### DATA TO PROCESS

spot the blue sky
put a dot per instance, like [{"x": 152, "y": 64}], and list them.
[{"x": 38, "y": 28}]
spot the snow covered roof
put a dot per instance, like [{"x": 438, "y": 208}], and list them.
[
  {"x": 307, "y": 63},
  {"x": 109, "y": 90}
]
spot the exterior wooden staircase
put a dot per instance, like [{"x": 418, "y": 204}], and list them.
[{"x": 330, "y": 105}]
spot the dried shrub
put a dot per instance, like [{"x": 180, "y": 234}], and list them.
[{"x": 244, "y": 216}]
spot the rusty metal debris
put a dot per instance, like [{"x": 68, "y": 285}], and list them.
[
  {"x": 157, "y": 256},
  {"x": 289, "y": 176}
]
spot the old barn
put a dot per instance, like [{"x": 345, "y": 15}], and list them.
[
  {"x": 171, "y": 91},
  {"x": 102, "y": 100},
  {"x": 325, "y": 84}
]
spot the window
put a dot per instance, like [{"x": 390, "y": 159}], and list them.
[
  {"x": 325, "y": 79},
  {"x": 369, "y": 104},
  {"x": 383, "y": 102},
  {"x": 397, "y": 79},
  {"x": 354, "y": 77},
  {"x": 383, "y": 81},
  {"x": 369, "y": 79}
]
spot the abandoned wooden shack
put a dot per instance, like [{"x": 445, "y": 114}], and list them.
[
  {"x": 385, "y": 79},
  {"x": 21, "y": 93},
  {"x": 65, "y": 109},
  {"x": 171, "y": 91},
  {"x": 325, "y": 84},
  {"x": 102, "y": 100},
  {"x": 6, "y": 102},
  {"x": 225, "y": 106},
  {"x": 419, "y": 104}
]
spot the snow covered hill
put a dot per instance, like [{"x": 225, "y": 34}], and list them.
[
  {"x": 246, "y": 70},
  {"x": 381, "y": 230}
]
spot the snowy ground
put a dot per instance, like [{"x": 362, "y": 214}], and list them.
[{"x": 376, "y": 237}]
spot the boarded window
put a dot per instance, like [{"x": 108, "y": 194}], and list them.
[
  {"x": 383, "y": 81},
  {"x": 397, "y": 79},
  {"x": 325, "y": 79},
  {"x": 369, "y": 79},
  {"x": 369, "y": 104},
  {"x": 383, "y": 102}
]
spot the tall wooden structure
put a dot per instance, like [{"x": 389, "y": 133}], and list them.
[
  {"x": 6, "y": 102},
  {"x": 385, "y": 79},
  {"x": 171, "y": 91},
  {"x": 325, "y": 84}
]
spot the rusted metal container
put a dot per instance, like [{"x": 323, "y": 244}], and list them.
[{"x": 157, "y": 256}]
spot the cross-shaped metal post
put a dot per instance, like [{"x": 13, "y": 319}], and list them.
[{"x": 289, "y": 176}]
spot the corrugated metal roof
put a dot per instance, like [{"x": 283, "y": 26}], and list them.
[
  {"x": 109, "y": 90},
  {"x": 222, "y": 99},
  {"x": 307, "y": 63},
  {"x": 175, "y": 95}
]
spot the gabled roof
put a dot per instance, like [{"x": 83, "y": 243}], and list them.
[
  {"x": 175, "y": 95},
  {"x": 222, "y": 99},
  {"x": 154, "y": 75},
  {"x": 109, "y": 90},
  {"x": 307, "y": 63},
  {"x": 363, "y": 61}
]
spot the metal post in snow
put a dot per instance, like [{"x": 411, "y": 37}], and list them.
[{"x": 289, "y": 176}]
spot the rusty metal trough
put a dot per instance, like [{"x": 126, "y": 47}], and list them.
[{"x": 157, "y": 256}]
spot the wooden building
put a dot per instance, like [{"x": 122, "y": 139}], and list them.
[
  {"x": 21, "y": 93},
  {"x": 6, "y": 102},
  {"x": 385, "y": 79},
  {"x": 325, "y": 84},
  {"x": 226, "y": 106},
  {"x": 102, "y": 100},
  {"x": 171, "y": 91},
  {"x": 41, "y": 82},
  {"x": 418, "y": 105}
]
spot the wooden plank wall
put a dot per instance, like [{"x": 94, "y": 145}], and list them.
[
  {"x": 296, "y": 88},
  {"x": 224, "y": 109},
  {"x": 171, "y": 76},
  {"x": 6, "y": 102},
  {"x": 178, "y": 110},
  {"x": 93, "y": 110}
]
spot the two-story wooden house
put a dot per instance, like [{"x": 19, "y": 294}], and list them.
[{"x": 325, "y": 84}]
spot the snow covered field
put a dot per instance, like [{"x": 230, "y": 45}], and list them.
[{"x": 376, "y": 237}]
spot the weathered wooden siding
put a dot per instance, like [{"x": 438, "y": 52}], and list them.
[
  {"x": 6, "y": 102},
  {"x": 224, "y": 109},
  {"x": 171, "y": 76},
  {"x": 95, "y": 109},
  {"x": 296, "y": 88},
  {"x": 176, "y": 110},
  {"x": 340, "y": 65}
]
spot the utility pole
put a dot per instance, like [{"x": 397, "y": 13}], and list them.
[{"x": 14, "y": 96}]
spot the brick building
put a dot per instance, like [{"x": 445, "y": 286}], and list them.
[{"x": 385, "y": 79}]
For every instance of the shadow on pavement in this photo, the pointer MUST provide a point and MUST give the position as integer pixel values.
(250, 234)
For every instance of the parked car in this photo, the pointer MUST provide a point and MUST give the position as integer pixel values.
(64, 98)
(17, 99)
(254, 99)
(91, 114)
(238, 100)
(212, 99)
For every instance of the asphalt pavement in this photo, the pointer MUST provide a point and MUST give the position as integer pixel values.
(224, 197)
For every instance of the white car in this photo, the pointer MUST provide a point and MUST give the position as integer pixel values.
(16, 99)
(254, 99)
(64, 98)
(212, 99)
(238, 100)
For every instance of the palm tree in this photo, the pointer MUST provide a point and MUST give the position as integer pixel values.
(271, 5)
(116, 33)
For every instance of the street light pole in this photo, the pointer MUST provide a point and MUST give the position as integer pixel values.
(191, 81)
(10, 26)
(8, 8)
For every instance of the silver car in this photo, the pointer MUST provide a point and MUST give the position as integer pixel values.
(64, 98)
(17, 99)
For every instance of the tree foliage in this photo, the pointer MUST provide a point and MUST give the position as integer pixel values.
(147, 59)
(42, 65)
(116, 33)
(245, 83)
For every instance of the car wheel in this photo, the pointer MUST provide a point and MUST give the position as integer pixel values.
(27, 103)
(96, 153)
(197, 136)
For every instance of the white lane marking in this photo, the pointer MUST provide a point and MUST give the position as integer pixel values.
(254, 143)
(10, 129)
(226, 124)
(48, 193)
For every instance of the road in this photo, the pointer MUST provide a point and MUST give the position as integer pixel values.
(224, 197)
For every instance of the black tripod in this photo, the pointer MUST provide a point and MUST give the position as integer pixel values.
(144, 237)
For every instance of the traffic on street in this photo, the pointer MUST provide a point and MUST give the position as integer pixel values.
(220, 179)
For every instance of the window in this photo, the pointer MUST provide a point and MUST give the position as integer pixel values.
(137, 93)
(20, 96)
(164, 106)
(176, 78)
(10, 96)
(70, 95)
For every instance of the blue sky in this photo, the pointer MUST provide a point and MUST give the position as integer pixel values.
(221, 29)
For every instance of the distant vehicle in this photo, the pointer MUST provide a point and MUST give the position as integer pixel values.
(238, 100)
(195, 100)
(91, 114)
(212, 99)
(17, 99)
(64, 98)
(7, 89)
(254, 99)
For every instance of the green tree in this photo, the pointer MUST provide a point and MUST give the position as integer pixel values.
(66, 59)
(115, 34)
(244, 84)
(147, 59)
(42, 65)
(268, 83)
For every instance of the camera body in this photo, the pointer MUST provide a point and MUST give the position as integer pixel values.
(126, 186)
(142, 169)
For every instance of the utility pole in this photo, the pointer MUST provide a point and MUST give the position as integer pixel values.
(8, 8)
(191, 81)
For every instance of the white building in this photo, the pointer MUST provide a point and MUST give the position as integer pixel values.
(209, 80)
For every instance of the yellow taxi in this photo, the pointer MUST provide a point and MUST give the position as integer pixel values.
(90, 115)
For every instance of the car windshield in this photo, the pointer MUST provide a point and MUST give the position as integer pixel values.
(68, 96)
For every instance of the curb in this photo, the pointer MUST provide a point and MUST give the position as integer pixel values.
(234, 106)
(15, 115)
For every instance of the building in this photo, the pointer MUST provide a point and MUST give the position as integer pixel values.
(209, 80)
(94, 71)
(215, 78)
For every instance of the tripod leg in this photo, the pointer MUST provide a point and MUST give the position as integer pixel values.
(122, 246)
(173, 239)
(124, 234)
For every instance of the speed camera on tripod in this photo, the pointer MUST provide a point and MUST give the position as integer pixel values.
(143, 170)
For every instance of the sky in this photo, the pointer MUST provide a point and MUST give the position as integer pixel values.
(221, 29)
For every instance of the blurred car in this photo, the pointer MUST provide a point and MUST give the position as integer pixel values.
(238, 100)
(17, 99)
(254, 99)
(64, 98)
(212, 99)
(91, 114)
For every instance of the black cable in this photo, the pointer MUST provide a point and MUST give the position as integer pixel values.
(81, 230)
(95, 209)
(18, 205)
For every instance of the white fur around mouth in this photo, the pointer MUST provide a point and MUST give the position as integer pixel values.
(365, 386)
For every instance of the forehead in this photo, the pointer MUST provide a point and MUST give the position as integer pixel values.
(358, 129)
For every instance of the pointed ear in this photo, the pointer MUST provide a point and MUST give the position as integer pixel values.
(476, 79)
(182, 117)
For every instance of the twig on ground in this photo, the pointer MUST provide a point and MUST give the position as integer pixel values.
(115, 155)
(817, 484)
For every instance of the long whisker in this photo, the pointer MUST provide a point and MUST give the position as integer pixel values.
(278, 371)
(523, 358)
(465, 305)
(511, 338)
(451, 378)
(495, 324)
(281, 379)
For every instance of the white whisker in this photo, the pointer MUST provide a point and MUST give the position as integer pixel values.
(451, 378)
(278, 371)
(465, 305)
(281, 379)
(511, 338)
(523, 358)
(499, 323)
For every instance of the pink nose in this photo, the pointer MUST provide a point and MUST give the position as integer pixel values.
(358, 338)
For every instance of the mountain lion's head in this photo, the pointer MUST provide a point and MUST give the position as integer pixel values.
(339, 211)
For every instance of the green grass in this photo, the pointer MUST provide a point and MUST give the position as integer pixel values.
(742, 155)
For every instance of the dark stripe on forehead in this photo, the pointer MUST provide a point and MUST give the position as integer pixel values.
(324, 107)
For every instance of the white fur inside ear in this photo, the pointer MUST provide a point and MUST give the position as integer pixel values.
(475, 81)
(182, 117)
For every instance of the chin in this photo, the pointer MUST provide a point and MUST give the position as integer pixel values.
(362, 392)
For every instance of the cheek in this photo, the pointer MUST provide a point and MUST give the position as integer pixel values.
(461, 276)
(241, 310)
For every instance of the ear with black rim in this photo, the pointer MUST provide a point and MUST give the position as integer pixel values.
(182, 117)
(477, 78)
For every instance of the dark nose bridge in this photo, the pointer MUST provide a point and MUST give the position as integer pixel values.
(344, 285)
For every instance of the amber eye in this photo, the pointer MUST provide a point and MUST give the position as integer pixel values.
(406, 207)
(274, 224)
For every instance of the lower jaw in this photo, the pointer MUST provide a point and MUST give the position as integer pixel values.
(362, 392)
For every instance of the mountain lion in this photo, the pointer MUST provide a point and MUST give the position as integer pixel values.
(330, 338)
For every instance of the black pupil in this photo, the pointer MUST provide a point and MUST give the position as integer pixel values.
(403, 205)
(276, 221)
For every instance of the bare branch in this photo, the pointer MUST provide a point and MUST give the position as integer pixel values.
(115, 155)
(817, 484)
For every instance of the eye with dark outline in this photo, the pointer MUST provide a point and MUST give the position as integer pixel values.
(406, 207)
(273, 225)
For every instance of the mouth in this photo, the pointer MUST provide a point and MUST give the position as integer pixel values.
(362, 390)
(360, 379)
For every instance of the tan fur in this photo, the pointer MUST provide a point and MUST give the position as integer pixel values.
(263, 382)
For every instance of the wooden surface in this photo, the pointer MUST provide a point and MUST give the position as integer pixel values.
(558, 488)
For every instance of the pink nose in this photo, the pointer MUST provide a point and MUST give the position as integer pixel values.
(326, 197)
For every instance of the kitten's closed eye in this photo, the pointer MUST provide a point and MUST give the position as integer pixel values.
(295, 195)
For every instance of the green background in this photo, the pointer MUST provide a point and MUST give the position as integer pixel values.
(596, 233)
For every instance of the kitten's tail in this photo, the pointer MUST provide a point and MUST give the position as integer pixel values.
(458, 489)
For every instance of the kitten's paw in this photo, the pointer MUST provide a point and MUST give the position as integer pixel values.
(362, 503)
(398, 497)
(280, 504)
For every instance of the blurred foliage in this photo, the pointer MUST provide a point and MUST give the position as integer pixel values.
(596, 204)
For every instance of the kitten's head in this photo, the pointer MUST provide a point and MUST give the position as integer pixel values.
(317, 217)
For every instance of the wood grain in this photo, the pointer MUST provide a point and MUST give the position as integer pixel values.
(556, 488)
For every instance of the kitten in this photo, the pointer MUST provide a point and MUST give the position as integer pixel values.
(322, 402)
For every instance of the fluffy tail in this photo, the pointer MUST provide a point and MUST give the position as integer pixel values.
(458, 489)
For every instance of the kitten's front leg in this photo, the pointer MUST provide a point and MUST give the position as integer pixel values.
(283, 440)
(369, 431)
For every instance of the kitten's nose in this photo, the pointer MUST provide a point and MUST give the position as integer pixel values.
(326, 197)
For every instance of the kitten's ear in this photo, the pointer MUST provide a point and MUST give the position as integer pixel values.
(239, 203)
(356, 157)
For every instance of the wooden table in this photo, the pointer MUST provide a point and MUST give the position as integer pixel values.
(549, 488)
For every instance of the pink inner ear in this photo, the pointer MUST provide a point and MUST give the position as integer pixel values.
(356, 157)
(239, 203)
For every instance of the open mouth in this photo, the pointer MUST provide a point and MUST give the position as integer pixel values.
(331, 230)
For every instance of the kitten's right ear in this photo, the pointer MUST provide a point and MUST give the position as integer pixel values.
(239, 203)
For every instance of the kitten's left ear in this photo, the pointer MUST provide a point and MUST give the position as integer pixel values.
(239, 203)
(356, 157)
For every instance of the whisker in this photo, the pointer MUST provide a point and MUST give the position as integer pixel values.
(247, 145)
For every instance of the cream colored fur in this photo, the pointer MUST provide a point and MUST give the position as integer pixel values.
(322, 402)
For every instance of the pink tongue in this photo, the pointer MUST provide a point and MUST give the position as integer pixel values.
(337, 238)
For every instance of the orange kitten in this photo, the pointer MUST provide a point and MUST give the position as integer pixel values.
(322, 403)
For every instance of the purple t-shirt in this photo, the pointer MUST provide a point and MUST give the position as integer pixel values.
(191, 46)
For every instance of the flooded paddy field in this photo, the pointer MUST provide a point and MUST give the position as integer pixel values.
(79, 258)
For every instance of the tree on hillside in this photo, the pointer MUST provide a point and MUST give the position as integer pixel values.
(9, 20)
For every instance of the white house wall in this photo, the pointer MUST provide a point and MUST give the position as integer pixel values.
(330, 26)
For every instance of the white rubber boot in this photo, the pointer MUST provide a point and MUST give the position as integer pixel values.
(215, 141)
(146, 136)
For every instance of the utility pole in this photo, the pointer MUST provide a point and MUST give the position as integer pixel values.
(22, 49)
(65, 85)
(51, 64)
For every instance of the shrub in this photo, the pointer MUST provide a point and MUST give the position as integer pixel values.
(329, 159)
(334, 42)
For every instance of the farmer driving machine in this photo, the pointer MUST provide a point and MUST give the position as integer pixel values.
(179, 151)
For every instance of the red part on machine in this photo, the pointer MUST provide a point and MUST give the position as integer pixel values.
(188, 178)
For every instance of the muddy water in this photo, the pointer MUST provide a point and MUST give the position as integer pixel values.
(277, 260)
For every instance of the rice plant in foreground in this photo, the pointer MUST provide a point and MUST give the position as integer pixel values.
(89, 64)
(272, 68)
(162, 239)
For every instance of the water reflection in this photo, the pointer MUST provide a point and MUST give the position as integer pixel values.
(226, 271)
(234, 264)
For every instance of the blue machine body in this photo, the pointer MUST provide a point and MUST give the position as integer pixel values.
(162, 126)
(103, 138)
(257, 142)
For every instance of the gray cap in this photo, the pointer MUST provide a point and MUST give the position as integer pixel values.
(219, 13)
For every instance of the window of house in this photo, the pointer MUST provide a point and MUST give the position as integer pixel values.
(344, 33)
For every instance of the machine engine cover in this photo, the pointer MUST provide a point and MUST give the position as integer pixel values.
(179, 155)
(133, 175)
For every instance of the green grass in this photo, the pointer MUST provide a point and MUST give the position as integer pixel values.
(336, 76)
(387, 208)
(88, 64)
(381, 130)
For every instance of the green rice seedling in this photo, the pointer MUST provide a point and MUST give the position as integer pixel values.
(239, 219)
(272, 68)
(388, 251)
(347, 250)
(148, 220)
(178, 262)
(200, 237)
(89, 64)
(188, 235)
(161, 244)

### ASSIGNMENT
Reproduce, please, the lines of the material from its first line down to the line containing "spot the dried shrub", keeping both ends and nothing beyond them.

### SOLUTION
spot the blue sky
put a dot per instance, like [{"x": 152, "y": 64}], and list them.
[{"x": 38, "y": 28}]
spot the snow covered roof
put a dot per instance, like [{"x": 438, "y": 208}], and list them.
[
  {"x": 307, "y": 63},
  {"x": 109, "y": 90}
]
spot the exterior wooden staircase
put a dot per instance, like [{"x": 418, "y": 204}], and list them.
[{"x": 330, "y": 105}]
spot the dried shrub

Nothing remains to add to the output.